* Data for the task:
□ □ □ □ □
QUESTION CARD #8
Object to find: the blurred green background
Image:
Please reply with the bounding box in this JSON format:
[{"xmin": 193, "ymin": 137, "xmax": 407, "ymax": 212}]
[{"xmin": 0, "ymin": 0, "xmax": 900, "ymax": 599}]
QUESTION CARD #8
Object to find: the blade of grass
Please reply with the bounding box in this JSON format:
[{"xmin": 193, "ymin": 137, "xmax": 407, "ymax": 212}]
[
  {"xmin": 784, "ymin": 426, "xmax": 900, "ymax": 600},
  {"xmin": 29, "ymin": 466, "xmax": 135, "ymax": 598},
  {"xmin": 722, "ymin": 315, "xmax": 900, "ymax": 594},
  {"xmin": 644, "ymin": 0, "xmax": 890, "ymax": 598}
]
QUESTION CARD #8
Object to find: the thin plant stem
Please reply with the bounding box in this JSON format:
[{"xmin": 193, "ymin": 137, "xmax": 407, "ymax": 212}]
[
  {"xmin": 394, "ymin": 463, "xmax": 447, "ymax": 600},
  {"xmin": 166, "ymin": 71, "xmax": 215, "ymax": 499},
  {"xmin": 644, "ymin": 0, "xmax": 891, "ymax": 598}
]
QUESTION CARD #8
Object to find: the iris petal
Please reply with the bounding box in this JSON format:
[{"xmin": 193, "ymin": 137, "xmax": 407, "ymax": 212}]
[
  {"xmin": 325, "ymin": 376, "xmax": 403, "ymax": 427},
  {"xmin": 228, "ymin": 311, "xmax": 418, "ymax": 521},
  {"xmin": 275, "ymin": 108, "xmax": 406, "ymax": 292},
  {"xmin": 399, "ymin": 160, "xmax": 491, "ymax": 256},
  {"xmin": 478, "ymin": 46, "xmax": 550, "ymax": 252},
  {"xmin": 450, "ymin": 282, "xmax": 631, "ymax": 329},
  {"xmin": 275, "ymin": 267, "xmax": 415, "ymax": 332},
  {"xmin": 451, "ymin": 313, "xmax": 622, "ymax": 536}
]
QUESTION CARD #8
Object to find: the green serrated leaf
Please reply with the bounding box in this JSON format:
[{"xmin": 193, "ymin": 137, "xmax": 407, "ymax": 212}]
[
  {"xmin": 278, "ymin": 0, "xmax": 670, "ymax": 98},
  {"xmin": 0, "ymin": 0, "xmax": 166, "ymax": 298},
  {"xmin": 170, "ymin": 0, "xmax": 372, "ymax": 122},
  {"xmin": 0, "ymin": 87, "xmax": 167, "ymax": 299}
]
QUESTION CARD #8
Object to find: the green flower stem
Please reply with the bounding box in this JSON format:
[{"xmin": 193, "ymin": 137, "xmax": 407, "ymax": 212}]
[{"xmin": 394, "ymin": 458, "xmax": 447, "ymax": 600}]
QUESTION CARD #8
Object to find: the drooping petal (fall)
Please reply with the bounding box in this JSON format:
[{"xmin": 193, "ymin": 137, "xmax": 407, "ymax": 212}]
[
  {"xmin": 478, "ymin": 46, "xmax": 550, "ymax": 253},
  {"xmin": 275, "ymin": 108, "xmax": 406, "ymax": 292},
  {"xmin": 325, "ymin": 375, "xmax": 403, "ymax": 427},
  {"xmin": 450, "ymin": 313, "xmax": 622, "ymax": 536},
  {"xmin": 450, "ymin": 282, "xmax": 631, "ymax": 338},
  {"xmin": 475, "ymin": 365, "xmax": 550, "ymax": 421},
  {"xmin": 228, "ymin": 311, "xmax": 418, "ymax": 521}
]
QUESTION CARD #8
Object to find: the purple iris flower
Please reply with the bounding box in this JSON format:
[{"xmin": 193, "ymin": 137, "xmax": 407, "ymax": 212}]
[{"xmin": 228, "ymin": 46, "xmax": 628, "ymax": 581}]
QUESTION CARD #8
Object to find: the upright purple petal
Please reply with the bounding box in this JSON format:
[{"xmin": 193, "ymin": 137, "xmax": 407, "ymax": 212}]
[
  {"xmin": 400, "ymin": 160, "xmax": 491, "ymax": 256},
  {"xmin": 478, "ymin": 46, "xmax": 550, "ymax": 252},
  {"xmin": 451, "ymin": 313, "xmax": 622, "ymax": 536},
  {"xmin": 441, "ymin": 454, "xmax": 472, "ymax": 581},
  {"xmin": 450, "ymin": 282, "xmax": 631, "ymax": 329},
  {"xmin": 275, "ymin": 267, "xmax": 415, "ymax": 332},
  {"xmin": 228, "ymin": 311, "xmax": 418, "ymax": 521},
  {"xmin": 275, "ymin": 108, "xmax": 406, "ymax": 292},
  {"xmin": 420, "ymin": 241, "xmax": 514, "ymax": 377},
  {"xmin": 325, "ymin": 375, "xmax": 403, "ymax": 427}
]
□ □ □ □ □
* Directions for this task: Extract every line of the listing above that contains the word "purple". Case counts, so count a line only where the letters match in case as well.

* Exercise response:
Object to find: the purple iris flower
Object to find: the upright purple petal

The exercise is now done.